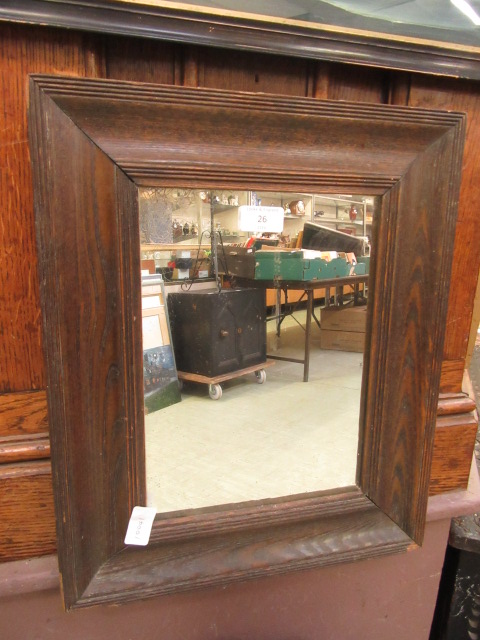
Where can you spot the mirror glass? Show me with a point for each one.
(250, 392)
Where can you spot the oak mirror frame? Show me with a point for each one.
(93, 143)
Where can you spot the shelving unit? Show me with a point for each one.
(336, 213)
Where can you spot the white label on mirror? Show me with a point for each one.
(150, 302)
(258, 219)
(140, 526)
(152, 332)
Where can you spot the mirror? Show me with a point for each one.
(285, 438)
(106, 139)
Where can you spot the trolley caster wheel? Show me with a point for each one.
(261, 376)
(215, 391)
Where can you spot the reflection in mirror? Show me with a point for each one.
(267, 316)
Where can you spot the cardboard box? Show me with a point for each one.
(342, 340)
(346, 319)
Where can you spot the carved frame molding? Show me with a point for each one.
(93, 142)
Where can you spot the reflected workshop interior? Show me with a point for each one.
(254, 320)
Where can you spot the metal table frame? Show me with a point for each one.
(308, 287)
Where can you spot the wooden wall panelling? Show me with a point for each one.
(27, 519)
(245, 71)
(452, 452)
(23, 51)
(443, 93)
(143, 60)
(357, 84)
(27, 523)
(23, 414)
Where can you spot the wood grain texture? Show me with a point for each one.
(27, 518)
(23, 51)
(109, 137)
(246, 71)
(233, 32)
(142, 60)
(452, 455)
(23, 414)
(461, 96)
(359, 85)
(451, 378)
(21, 448)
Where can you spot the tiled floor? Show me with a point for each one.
(259, 441)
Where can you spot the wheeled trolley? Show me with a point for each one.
(214, 386)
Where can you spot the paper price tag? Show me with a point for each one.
(140, 526)
(258, 219)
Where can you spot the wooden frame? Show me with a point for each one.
(93, 142)
(238, 30)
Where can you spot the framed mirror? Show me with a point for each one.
(94, 144)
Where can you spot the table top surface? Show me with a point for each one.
(303, 285)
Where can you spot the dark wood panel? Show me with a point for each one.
(452, 453)
(27, 519)
(452, 374)
(24, 50)
(463, 96)
(341, 44)
(359, 84)
(105, 133)
(143, 60)
(452, 403)
(22, 448)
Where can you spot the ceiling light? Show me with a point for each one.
(466, 9)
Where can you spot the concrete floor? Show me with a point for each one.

-----

### PROBLEM DETAILS:
Repeat exactly the lines from the one containing "Where can you spot the wood grain" through the last line of the records above, both included, and nothing else.

### FULL RESPONSE:
Where can you spot the wood grain texture? Show me with a point for each one.
(27, 518)
(23, 51)
(109, 137)
(246, 71)
(233, 32)
(142, 60)
(452, 455)
(23, 414)
(461, 96)
(359, 85)
(451, 378)
(21, 448)
Where can you spot the tiled floor? Show me with a point for each one.
(259, 441)
Where can you spot the wheeled trolley? Show me with a point for each one.
(214, 386)
Where can you spot the paper price tag? Show me with a point for each one.
(140, 526)
(258, 219)
Where can you spot the wooden frame? Show me with a point for each one.
(93, 142)
(238, 30)
Where can you spot the framed mirror? Show me with a point for each one.
(94, 144)
Where can you spot the table top surface? Show me with a point for each one.
(303, 285)
Where can you spot the dark wood panel? Show me with a point for each one.
(452, 453)
(27, 519)
(452, 374)
(24, 50)
(463, 96)
(341, 44)
(359, 84)
(105, 133)
(143, 60)
(452, 403)
(22, 448)
Where can you spot the ceiling light? Show me with a point for each one.
(466, 9)
Where can you spot the concrete floor? Show me with a point for each one.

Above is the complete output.